▶ TEXT SEGMENT:
Skip to main content

Open source library for running inference workload with Hugging Face Deep Learning Containers on Amazon SageMaker.

Project description

SageMaker Hugging Face Inference Toolkit

Latest Version Supported Python Versions Code Style: Black

SageMaker Hugging Face Inference Toolkit is an open-source library for serving 🤗 Transformers models on Amazon SageMaker. This library provides default pre-processing, predict and postprocessing for certain 🤗 Transformers models and tasks. It utilizes the SageMaker Inference Toolkit for starting up the model server, which is responsible for handling inference requests.

For Training, see Run training on Amazon SageMaker.

For the Dockerfiles used for building SageMaker Hugging Face Containers, see AWS Deep Learning Containers.

For information on running Hugging Face jobs on Amazon SageMaker, please refer to the 🤗 Transformers documentation.

For notebook examples: SageMaker Notebook Examples.


💻 Getting Started with 🤗 Inference Toolkit

needs to be adjusted -> currently pseudo code

Install Amazon SageMaker Python SDK

pip install sagemaker --upgrade

Create a Amazon SageMaker endpoint with a trained model.

from sagemaker.huggingface import HuggingFaceModel

# create Hugging Face Model Class
huggingface_model = HuggingFaceModel(
    transformers_version='4.6',
    pytorch_version='1.7',
    py_version='py36',
    model_data='s3://my-trained-model/artifcats/model.tar.gz',
    role=role,
)
# deploy model to SageMaker Inference
huggingface_model.deploy(initial_instance_count=1,instance_type="ml.m5.xlarge")

Create a Amazon SageMaker endpoint with a model from the 🤗 Hub.

▶ TASKS AND EXERCISES:
1 > Answer these questions about the SageMaker Hugging Face Inference Toolkit page, one line each:
(a) What does the library use to start up the model server?
(b) What command installs the Amazon SageMaker Python SDK?
(c) What instance type does the deploy call in the code use?
2 > Edit the SageMaker Hugging Face Inference Toolkit page by writing out everything from "For Training, see" down to "SageMaker Notebook Examples.", with "Dockerfiles" replaced by "build files".
3 > Translate this sentence from the SageMaker Hugging Face Inference Toolkit page into Spanish: "This library provides default pre-processing, predict and postprocessing for certain 🤗 Transformers models and tasks."

▶ MATERIAL SUPPLIED:

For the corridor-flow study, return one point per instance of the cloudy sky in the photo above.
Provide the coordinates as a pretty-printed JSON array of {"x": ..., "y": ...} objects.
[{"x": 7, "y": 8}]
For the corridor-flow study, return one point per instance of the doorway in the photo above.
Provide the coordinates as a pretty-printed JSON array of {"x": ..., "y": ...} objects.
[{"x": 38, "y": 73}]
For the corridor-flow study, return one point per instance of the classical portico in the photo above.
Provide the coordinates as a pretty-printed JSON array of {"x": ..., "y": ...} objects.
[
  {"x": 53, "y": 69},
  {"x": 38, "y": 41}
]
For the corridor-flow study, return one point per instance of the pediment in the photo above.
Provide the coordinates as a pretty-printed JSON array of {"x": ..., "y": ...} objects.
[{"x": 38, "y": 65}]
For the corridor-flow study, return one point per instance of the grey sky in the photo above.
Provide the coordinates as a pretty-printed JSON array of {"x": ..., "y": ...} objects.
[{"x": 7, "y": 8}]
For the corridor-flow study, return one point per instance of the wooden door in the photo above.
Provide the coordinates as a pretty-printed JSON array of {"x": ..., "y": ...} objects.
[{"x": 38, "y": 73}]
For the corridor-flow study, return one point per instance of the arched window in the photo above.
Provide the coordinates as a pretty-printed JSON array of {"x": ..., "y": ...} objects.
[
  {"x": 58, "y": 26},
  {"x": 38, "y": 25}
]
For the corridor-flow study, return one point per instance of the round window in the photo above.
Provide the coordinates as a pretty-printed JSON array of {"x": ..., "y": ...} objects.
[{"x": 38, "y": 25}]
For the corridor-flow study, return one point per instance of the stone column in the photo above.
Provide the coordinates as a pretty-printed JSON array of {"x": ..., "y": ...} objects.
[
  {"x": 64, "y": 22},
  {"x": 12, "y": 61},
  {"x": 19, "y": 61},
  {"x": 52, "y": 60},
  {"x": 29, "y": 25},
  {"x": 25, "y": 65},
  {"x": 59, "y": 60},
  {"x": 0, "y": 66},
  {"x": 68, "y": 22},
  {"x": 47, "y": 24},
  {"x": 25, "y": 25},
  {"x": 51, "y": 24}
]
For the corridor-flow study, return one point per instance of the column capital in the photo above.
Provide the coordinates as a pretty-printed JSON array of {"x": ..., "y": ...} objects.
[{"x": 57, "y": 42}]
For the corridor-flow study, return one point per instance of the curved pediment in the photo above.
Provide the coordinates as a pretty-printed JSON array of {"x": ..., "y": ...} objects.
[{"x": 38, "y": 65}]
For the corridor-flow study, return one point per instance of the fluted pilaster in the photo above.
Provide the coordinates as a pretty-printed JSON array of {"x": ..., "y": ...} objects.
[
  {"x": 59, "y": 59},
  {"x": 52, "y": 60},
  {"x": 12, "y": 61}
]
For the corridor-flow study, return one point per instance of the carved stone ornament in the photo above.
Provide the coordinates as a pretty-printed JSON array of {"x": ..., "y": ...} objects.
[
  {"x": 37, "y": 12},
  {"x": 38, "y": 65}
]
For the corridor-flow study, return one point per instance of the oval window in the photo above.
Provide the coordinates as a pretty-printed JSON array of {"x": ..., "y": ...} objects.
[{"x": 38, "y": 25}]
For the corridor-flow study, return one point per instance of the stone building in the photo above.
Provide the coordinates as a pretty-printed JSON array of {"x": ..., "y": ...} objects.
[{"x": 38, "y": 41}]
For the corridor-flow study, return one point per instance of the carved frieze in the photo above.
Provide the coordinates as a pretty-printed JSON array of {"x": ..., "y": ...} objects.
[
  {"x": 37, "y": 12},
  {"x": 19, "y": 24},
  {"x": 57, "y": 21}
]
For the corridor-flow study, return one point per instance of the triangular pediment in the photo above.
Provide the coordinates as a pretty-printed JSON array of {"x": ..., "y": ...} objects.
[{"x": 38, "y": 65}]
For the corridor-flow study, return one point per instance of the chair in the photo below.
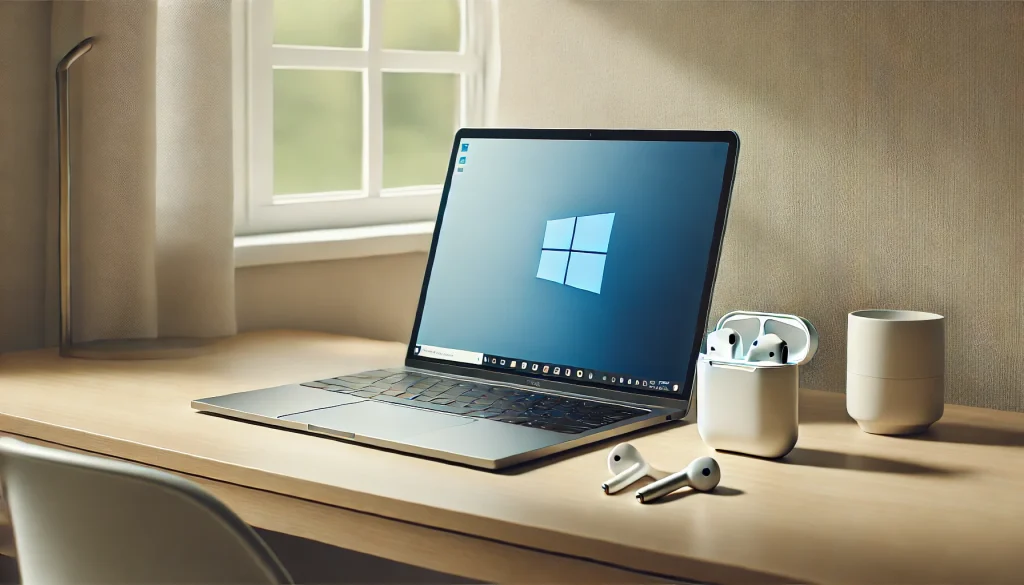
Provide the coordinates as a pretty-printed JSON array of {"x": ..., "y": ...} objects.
[{"x": 79, "y": 518}]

▶ SOLUTIONS TO THE TASKS:
1 >
(a) The SageMaker Inference Toolkit.
(b) pip install sagemaker --upgrade
(c) ml.m5.xlarge

2 >
For Training, see Run training on Amazon SageMaker.

For the build files used for building SageMaker Hugging Face Containers, see AWS Deep Learning Containers.

For information on running Hugging Face jobs on Amazon SageMaker, please refer to the 🤗 Transformers documentation.

For notebook examples: SageMaker Notebook Examples.

3 > Esta biblioteca proporciona preprocesamiento, predicción y posprocesamiento predeterminados para ciertos modelos y tareas de 🤗 Transformers.